RECORDS SHOWN ▸
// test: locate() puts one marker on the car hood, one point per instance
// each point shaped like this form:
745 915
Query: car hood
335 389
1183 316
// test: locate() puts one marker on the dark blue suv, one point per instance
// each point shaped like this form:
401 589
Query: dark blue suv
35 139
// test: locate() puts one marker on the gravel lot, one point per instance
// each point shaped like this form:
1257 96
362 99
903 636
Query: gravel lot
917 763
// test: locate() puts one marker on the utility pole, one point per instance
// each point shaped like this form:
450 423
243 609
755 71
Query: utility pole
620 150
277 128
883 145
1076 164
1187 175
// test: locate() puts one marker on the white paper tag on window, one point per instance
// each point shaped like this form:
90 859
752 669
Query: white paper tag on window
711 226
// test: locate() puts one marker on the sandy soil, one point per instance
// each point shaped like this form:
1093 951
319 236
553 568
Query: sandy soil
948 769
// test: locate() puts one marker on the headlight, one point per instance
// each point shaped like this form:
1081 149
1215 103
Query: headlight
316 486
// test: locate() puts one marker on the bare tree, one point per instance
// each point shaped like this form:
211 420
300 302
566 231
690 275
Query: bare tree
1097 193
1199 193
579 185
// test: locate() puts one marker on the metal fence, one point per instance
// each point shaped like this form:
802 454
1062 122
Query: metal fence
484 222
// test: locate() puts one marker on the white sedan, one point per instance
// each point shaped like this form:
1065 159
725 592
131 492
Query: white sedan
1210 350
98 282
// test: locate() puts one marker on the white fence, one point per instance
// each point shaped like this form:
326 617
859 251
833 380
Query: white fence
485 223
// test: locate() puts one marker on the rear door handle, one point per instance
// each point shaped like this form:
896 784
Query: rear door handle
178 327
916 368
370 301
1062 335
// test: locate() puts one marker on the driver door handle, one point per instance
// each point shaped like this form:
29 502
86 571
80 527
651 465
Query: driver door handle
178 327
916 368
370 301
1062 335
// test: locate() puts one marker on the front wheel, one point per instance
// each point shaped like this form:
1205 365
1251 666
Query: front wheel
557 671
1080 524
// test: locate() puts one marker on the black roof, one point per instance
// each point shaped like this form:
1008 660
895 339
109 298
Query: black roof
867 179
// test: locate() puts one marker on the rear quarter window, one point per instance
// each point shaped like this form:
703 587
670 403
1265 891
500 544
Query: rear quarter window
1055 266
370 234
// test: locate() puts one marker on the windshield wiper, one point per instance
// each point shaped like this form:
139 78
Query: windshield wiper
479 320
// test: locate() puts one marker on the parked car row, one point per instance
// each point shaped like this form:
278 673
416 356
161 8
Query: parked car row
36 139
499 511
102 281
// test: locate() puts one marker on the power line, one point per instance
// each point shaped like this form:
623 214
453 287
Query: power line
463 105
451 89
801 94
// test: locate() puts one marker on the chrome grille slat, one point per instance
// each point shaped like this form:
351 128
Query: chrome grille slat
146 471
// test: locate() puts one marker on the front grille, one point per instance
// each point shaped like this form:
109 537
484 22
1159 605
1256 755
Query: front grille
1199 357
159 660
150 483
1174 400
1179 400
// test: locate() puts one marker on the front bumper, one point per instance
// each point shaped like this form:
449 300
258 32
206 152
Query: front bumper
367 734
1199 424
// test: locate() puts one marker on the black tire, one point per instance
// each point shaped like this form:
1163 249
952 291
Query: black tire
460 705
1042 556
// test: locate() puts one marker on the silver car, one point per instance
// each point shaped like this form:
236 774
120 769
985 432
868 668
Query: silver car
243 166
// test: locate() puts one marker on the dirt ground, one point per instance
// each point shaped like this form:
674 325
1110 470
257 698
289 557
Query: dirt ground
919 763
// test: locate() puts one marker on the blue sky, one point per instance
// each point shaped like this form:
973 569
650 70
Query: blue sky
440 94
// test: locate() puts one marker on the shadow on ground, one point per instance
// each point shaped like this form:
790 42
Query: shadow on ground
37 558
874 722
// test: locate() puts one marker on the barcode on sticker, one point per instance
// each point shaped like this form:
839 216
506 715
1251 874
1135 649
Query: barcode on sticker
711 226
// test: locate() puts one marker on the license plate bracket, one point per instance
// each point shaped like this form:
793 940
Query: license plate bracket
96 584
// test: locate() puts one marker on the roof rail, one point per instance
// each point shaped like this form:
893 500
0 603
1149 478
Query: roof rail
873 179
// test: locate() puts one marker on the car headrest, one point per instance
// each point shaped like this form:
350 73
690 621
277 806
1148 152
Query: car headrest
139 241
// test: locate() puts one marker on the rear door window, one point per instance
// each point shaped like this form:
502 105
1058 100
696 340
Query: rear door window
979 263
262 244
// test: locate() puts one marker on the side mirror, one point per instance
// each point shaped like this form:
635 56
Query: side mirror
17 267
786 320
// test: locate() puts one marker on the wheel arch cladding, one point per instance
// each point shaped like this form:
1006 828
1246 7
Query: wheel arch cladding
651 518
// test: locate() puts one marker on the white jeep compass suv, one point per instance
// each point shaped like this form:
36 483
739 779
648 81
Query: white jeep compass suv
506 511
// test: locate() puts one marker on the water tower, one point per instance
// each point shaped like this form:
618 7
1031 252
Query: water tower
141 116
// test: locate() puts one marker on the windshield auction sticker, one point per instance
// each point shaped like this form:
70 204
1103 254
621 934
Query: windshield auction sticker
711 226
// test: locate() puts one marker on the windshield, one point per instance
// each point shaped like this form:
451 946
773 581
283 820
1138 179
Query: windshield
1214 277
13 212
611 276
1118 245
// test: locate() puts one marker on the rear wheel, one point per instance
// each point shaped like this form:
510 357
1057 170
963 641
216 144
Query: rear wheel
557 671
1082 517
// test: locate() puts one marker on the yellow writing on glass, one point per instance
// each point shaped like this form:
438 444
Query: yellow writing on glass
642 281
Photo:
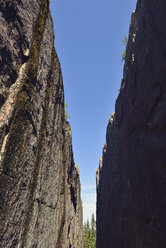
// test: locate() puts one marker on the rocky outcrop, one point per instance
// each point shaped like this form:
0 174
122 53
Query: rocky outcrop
131 189
40 203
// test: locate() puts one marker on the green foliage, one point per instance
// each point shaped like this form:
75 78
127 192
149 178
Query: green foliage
90 233
66 112
124 52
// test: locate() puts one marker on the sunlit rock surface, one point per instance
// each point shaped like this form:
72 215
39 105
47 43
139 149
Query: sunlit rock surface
131 192
40 205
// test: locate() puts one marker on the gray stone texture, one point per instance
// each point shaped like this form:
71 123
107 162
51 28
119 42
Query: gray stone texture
131 192
40 204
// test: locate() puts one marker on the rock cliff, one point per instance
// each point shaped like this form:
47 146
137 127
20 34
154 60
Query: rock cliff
131 179
40 203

WHAT IS BEING ASKED ▸
In the answer, the entries must appear exactly as above, without the images.

TASK SOLUTION ▸
// test: locate() puts one marker on the car hood, one point per instance
// each point shaped like this form:
745 915
Query: car hood
335 389
1183 316
// test: locate() puts one marker on the dark blue suv, one point per instance
// each point shaped like this form:
401 589
Query: dark blue suv
35 139
// test: locate() puts one marker on the gravel lot, one point per instance
// each point shaped like this form:
1257 96
362 99
903 636
Query: gravel lot
917 763
// test: locate() puts one marker on the utility pole, one point per instance
// each point shaped like this form:
450 423
243 609
755 71
Query: utility pole
620 150
277 128
883 145
1076 164
1187 175
// test: locate() puts one marker on the white paper tag on window, one point per instance
// each point shaped like this form:
90 859
752 669
Query: white paper tag on window
711 226
// test: locate() puts one marker on the sandy soil, one point per instance
// each point shaped like this form:
1093 951
319 236
553 568
Query: sandy soil
948 769
// test: locate() puts one marker on the headlight, one point per instance
// each point shaped like this form:
1081 149
1215 103
Query: headlight
316 486
// test: locate() puts one marker on the bare tree, one point per instance
// each point shaped like this form:
211 420
300 302
566 231
690 275
Query: bare tree
1097 193
1199 193
579 185
// test: locate() puts one marker on the metal fence, one point per instance
// each point shaped like this form:
802 454
1062 122
Query: metal fence
484 222
// test: locate() puts one marker on the white sedan, one point per instance
// each point shaped like this form:
1065 159
725 592
131 492
Query: white sedan
1210 350
98 282
// test: locate() puts one marker on the white fence, one point per instance
// each point shaped like this form:
326 617
859 251
833 380
Query: white fence
485 223
// test: locate() puts one marker on the rear door handle, one point per instance
// each point shaped like this form:
896 784
Query: rear door handle
178 327
916 368
370 301
1062 335
// test: locate() puts one marker on the driver door handle, one point per instance
// each point shaped like this form:
29 502
86 571
80 527
651 465
Query: driver door handle
178 327
916 368
370 301
1062 335
// test: locate() puts one marker on the front wheel, one point per instance
// each point shaped like this form:
1205 365
1251 666
Query: front wheel
557 671
1080 524
// test: locate() puts one marker on the black roof, one point per instance
// each point shaped like this form:
1008 660
895 339
109 298
Query: black roof
867 179
// test: locate() puts one marker on the rear quarter window, one point per instance
// each point shaped like this form:
703 587
670 403
1265 891
500 544
Query: rear quarter window
1055 266
370 234
// test: locate() puts one marker on the windshield wiper, one point per instance
// each point shaped like this form:
139 78
Query: windshield wiper
479 320
// test: locate() puts one marker on the parked car row, one point per instance
// each point shaped like this form:
278 673
416 356
161 8
Query: parked car row
36 139
499 511
102 281
// test: locate() puts one marker on the power line, one point per instance
// each point shaped like this form:
623 214
453 287
Query: power line
463 105
451 89
801 94
// test: locate() puts one marker on the chrome grille slat, one point per instance
// each point shaped like this form:
351 128
Query: chrome grille slat
146 471
// test: locate() puts one marker on the front grille, one point per instance
// each point shaped like this form:
109 537
484 22
1159 605
1256 755
Query: front grille
1199 357
159 660
150 483
1174 400
1179 400
// test: locate() puts one marker on the front bumper, one point per instance
// each point shaped like this form:
449 300
258 32
206 152
Query: front bumper
367 734
1199 424
// test: locate() puts one marker on the black tire, one point per instance
// each point shaped like this form:
1163 249
952 291
Query: black tire
460 705
1042 556
// test: locate() puts one marker on the silver car, one point per instance
// each point shaped like this form:
236 774
120 769
985 432
868 668
Query: silver car
243 166
// test: locate() puts one marker on the dirt ground, one point per instance
// each point shaped like this form:
674 325
1110 470
257 698
289 557
Query: dirt ground
919 763
// test: locate() puts one marker on the blue sky, one point per instance
// each point shaped like this form:
973 569
650 70
Query: blue sky
440 94
// test: locate() puts one marker on the shadow on ground, one point per instance
// each point shaped like this form:
790 42
Query: shadow on ground
37 558
874 722
// test: locate() puts one marker on the barcode on sticker, one point per instance
// each point shaped like this form:
839 216
506 715
1251 874
1135 649
Query: barcode on sticker
711 226
// test: locate() puts one marker on the license plate bracket, one point per instance
// each point shaped like this form:
793 940
Query: license plate bracket
96 584
// test: locate() puts one marker on the roof rail, one point per instance
// each point shaped like this form:
893 500
0 603
1149 478
Query: roof rail
873 179
// test: locate() puts one marker on the car headrest, one point per instance
// each point shaped like this form:
350 73
690 621
277 806
1148 152
Query: car headrest
139 241
// test: locate() puts one marker on the rear door window, one point per instance
// each point shaped like this form:
502 105
1058 100
696 340
Query: rear door window
979 263
262 244
// test: locate() puts one marker on the side mirror, one point per instance
// each point shaped like this form:
635 56
Query: side mirror
17 267
786 320
// test: locate() puts one marker on the wheel arch cladding, one point per instance
// each point shaped like this form:
1006 828
1246 7
Query: wheel arch cladding
651 518
// test: locate() puts one marker on the white jeep compass suv, one point per instance
// each point shaped like this form:
36 483
739 779
648 81
Query: white jeep compass suv
506 511
// test: locate() puts one marker on the water tower, one point per instance
// each point shaped like this form:
618 7
1031 252
Query: water tower
141 116
// test: locate() puts one marker on the windshield auction sticker, one point per instance
// each point shaped like this form:
70 204
1103 254
621 934
Query: windshield auction sticker
711 226
// test: locate() puts one marker on the windshield, one point per instance
// each point shaped like this form:
451 946
773 581
283 820
1138 179
Query: windshield
1214 277
13 212
611 276
1118 245
// test: locate() puts one marker on the rear wheel, one point per instance
// each point shaped like this form:
510 357
1057 170
963 641
216 144
Query: rear wheel
557 671
1082 517
// test: locate() puts one marker on the yellow writing on glass, one point per instance
// each point shaped like this form:
438 444
Query: yellow writing on glass
642 281
Photo:
// test: locate() puts one marker on the rocky outcrop, one point per instance
// each point shaped like this form:
0 174
122 53
Query: rocky outcrop
131 189
40 203
// test: locate() puts one marker on the green foliage, one point per instance
// each point shaped like this form:
75 78
127 192
149 178
Query: green foliage
90 233
66 112
124 52
// test: locate() puts one marker on the sunlit rock surface, one point per instance
// each point shaped like this form:
72 215
39 105
47 43
139 149
Query: sunlit rock surface
131 192
40 205
// test: locate() puts one marker on the gray stone texture, one point per instance
// each point shaped like this form:
71 123
107 162
51 28
119 42
Query: gray stone texture
131 192
40 204
// test: locate() puts one marker on the rock cliff, one point per instance
// each point shaped like this form:
47 146
137 127
20 34
154 60
Query: rock cliff
131 179
40 203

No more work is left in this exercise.